EXERCISE AIM
Type out the records that follow, exactly as given.

(Saved entries)
※
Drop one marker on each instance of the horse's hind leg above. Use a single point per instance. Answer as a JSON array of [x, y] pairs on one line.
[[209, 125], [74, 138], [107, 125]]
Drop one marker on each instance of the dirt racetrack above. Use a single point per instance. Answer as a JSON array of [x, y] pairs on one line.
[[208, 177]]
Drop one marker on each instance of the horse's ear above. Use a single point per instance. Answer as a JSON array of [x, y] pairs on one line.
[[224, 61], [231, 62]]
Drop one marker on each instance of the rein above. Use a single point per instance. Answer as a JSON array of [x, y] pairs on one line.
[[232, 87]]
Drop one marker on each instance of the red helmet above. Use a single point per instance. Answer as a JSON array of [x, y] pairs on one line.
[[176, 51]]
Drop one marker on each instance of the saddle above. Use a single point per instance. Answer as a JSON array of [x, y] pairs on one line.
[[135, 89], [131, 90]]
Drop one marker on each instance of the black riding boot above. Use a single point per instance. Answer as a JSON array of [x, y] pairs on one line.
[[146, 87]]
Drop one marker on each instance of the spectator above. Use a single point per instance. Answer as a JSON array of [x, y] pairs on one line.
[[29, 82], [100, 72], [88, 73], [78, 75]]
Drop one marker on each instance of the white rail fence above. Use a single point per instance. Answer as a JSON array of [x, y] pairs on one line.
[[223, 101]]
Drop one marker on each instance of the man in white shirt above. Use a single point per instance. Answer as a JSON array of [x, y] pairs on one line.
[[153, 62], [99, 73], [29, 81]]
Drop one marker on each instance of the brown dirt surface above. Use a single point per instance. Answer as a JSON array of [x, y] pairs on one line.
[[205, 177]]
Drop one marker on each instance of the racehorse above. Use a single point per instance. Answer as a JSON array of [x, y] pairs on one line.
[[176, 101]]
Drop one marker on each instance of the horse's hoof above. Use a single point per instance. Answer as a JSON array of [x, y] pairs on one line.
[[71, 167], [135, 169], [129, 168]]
※
RESULT
Drop one marker on each instance of the horse's hind leg above. Use a single point per instance. Answer as a JSON array of [x, y] pairs on one line.
[[209, 125], [74, 138], [107, 125]]
Drop one marker on each instance of the dirt racetrack above. Use a single point per instance. Answer as a JSON array of [x, y] pairs on one line.
[[208, 177]]
Drop one marker on each instance of the horse's ear above. Use a single point per instance. Answer as a JSON array of [x, y] pairs on one line.
[[224, 61], [231, 62]]
Drop one marker on each instance of the rein above. Use a single point per instance. Answer as a JSON array of [x, y] pairs on one line.
[[232, 87]]
Drop one marker on each instance of the red helmet above. Use a single point per instance. Answer as a JSON array of [x, y] pairs on one line.
[[176, 51]]
Drop one marker on each instance of the saddle above. Use a single point per instance. Answer as a JSON array of [x, y] pairs on one line.
[[135, 89], [131, 90]]
Drop one marker on each instance of the black riding boot above. Use a single point per instance. Answer as a JSON array of [x, y] pairs on one line.
[[146, 87]]
Drop one marker on each instance of the spectator above. Use a single point per instance. Answer as a JSON array of [x, y] pairs on one line.
[[29, 82], [100, 72], [88, 73], [78, 75]]
Drop one marker on each instance of the white rail fence above. Use a single point per instance. Answer as a JSON array of [x, y] pairs on one line.
[[223, 101]]
Drop one marker on each instance of the man in white shirt above. Use a single point per instance. Answer as a JSON array of [x, y] pairs on one line.
[[153, 62], [99, 73], [29, 81]]
Drop one marker on each instance of the brown dirt surface above. Use a single point per instance. Answer as a JSON array of [x, y] pairs on one line.
[[205, 177]]
Drop one marker on each instance of the racehorse above. Use a single point per instance. Answer as a JSON array of [x, y] pairs on one line.
[[176, 101]]
Drop one marker on each instance of the horse's hoof above. Use a single point per instance. Answer as a JSON array of [x, y] pairs on one line.
[[71, 167], [135, 169], [129, 168]]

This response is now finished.